→ **Consigne de travail**
Dans l'article sur la visite d'Emmanuel Macron à Calais, quelle fonction Thierry Pech occupe-t-il à Terra Nova, s'il vous plaît ?

→ **Texte**
------

Alors que sa politique migratoire est critiquée de toutes parts, y compris par ses proches, Emmanuel Macron s’est rendu mardi à Calais, où il a posé ses conditions aux associations. Toute la journée, il a tenu un discours de fermeté derrière lequel a transparu son incapacité à souffrir la contestation.
Calais (Pas-de-Calais), envoyée spéciale.– C’est un cri de colère de plus. Et celui-ci a un écho tout particulier aux oreilles d’Emmanuel Macron. Il ne provient pas de ceux qui, comme il le dit, « font le choix d’utiliser la misère et qui sont des activistes ». Mais il est lancé par ses propres amis. Dans une tribune publiée par Le Monde mardi 16 janvier, jour choisi par le président de la République pour venir faire la pédagogie de sa politique migratoire à Calais, une poignée d’intellectuels et de syndicalistes ont vertement critiqué le « double langage » du gouvernement sur le droit d’asile et la brutalité du traitement réservé aux migrants.
Une brutalité qui contredit, selon les mots des signataires, « l’humanisme prôné » par le chef de l’État et « sème dans les esprits le poison du doute ». Depuis l’adoption, le 12 décembre, de la circulaire visant à recenser les étrangers dans les centres d’hébergement d’urgence, la contestation ne cesse de croître. Dépassant largement le cercle des militants associatifs aguerris à ces questions, elle gagne aujourd’hui jusqu’aux proches d’Emmanuel Macron, comme l’économiste Jean Pisani-Ferry, l’un des principaux inspirateurs de son programme, nommé coordinateur du plan d’investissement de 50 milliards d’euros en juillet 2017, mais aussi Thierry Pech et Lionel Zinsou, respectivement directeur général et président de Terra Nova.

------

→ **Données répertoriées**
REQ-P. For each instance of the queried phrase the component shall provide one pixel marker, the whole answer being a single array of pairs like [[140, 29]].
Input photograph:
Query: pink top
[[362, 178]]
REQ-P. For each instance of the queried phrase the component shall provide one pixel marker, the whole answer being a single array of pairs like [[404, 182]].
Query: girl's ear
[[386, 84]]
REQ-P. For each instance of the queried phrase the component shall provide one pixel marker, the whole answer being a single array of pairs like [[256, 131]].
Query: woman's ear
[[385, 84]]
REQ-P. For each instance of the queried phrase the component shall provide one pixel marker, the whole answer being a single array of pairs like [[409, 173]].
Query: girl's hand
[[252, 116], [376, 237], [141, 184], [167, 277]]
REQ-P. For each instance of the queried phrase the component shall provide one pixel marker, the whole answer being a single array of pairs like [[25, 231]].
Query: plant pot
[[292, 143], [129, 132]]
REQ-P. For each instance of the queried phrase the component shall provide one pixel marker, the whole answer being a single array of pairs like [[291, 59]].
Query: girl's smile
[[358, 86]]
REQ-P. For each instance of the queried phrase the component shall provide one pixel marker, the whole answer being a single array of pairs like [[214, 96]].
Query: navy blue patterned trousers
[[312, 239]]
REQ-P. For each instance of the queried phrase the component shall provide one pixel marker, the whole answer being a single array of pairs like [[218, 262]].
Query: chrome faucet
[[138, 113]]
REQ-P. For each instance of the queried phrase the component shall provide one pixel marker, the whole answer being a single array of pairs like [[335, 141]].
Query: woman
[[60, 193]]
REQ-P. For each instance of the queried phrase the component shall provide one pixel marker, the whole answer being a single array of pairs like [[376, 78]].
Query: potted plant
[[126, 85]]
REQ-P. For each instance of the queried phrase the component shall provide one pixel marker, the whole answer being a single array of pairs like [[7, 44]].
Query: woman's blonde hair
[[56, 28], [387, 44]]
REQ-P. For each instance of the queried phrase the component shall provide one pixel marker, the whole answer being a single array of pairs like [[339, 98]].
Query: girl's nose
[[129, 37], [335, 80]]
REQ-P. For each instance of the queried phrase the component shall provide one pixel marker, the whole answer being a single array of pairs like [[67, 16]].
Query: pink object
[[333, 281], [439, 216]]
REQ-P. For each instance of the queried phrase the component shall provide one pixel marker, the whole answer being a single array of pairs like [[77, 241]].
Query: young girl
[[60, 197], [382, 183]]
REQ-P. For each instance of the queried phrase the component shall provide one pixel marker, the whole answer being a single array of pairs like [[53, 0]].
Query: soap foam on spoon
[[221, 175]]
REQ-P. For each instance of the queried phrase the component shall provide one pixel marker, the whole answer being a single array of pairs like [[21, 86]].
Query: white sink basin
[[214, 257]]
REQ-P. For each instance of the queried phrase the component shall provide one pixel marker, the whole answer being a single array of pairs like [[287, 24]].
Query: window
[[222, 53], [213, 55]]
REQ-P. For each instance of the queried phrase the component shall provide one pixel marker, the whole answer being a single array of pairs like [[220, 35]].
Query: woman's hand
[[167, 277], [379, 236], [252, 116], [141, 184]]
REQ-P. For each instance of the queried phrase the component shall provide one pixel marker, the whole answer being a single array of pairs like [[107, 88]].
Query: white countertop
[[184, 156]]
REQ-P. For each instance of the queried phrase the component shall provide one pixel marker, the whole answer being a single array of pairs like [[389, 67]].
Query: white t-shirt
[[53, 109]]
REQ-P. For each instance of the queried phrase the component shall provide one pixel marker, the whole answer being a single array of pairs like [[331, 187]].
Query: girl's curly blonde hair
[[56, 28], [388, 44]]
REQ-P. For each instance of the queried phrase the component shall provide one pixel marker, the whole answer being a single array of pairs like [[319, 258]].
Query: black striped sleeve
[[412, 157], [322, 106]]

------

→ **Réponse**
Il est directeur général de Terra Nova.